What you have to do: For the records below, output each line exactly as it appears, from the first through the line with "negative clicks: (150, 1229) (222, 1252)".

━━━━━━━━━━━━━━━━━━━━

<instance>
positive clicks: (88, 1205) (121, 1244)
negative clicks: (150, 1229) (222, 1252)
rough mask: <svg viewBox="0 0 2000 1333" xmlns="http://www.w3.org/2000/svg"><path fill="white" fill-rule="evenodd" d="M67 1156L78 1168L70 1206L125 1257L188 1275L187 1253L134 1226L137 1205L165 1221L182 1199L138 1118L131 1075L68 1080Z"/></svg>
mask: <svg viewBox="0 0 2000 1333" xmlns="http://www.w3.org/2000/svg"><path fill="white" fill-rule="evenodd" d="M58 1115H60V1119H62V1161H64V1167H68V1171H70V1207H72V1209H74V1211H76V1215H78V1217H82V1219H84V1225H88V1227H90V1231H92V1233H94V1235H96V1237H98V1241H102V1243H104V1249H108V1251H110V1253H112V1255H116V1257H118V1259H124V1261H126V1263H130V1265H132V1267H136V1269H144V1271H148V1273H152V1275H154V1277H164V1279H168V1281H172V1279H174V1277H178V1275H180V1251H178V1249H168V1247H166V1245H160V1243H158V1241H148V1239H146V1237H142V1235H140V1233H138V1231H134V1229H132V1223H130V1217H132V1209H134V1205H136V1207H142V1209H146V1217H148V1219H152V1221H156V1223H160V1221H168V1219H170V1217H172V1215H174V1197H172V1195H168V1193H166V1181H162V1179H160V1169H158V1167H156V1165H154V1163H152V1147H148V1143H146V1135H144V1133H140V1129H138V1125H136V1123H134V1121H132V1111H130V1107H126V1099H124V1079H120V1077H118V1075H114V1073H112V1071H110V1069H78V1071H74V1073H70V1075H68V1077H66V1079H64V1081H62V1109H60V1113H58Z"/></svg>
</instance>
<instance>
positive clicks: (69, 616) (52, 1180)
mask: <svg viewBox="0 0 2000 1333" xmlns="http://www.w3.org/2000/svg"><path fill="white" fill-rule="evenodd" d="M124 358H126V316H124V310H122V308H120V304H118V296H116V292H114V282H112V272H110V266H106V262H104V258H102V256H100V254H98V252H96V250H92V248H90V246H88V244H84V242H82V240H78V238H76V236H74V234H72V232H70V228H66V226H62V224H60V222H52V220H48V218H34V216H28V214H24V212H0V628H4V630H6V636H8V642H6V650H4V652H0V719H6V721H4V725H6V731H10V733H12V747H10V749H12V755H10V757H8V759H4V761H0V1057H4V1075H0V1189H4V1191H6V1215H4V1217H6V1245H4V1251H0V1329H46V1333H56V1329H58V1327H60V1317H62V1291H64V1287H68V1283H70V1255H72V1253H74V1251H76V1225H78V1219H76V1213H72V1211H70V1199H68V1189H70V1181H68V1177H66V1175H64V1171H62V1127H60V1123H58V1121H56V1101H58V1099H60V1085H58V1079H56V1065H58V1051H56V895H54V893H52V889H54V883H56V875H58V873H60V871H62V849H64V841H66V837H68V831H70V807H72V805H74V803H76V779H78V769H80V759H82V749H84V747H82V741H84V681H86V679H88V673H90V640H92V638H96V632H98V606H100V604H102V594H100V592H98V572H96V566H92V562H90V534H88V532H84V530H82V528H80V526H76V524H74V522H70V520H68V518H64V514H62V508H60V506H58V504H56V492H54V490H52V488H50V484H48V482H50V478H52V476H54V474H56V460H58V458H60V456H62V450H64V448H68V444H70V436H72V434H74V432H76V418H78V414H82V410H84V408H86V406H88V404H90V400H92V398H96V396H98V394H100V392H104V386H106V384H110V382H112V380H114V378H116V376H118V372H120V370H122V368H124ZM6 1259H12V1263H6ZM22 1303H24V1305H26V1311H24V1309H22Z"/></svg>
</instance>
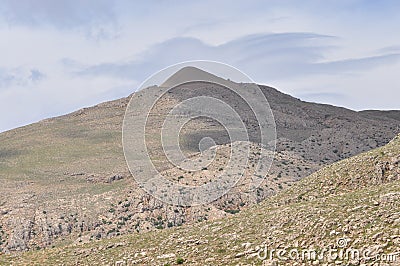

━━━━━━━━━━━━━━━━━━━━

Finished exercise:
<instance>
positive clicks: (88, 1205) (121, 1244)
negative clicks: (150, 1229) (222, 1252)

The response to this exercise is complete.